(Entries taken from a collection)
━━━
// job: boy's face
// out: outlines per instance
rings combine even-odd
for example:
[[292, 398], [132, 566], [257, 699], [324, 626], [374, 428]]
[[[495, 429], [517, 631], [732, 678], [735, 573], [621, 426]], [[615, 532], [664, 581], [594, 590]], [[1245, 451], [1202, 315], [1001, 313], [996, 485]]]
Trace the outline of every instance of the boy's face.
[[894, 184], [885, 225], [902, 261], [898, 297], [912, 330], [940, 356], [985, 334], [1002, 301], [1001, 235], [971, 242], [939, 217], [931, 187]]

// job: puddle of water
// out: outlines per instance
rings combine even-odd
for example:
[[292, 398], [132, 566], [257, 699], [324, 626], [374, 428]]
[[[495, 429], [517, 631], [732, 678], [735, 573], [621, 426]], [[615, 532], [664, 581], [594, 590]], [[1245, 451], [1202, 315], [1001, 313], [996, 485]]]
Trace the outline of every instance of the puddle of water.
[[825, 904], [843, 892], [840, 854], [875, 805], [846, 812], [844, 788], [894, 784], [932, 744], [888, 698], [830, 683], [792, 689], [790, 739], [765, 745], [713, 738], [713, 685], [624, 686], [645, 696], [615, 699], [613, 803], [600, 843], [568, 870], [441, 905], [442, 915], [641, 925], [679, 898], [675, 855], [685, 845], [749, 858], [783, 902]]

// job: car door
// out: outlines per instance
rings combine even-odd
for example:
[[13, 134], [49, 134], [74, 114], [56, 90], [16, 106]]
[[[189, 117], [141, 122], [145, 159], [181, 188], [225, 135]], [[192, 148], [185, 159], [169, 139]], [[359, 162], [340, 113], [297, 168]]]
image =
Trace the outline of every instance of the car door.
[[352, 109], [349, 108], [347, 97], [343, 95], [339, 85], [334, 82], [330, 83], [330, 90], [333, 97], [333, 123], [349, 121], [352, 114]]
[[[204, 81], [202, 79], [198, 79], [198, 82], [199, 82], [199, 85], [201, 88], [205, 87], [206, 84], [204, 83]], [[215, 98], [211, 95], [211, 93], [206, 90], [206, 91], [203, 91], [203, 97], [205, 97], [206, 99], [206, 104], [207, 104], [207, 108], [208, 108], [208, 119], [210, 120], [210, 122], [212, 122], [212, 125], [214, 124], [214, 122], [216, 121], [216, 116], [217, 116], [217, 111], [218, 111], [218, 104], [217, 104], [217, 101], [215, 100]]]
━━━
Copy every line above once more, precisely as it reads.

// job: boy's face
// out: outlines per instance
rings combine even-odd
for example:
[[292, 398], [132, 566], [257, 699], [324, 626], [374, 428]]
[[[495, 429], [517, 631], [732, 678], [735, 573], [621, 426]], [[615, 532], [664, 581], [594, 590]], [[1245, 451], [1202, 315], [1001, 313], [996, 485]]]
Trace the outline of every instance of the boy's face.
[[894, 184], [885, 225], [902, 261], [898, 297], [912, 330], [940, 356], [985, 334], [1002, 301], [1001, 235], [971, 242], [939, 217], [931, 187]]

// job: puddle of water
// out: outlines per instance
rings combine even-odd
for example:
[[292, 398], [132, 566], [257, 699], [324, 626], [374, 428]]
[[[495, 429], [517, 631], [732, 678], [735, 573], [621, 426]], [[615, 532], [664, 581], [594, 590]], [[1245, 451], [1202, 315], [1001, 313], [996, 485]]]
Trace the outline of every instance of the puddle of water.
[[825, 904], [843, 892], [840, 854], [875, 805], [846, 812], [844, 788], [894, 784], [932, 744], [888, 698], [830, 683], [792, 689], [790, 739], [765, 745], [713, 738], [713, 685], [624, 686], [645, 696], [615, 699], [613, 803], [600, 843], [568, 870], [441, 905], [442, 915], [641, 925], [679, 898], [675, 855], [685, 845], [749, 858], [783, 902]]

// job: car door
// out: outlines per instance
rings combine even-odd
for example:
[[13, 134], [49, 134], [74, 114], [56, 90], [16, 106]]
[[[189, 117], [141, 122], [145, 159], [181, 188], [225, 135]], [[192, 148], [185, 159], [169, 139]], [[359, 162], [340, 113], [297, 168]]]
image =
Trace the outline of every instance of the car door.
[[352, 109], [349, 108], [347, 97], [343, 95], [339, 85], [334, 82], [330, 83], [330, 90], [333, 97], [333, 123], [349, 121], [352, 114]]
[[[204, 81], [202, 79], [198, 79], [198, 82], [199, 82], [199, 85], [201, 88], [205, 87], [206, 84], [204, 83]], [[215, 98], [211, 95], [211, 93], [206, 90], [206, 91], [203, 91], [203, 97], [205, 97], [206, 99], [206, 104], [207, 104], [207, 108], [208, 108], [208, 119], [210, 120], [210, 122], [212, 122], [212, 125], [214, 124], [214, 122], [216, 121], [216, 116], [217, 116], [217, 111], [218, 111], [218, 104], [217, 104], [217, 101], [215, 100]]]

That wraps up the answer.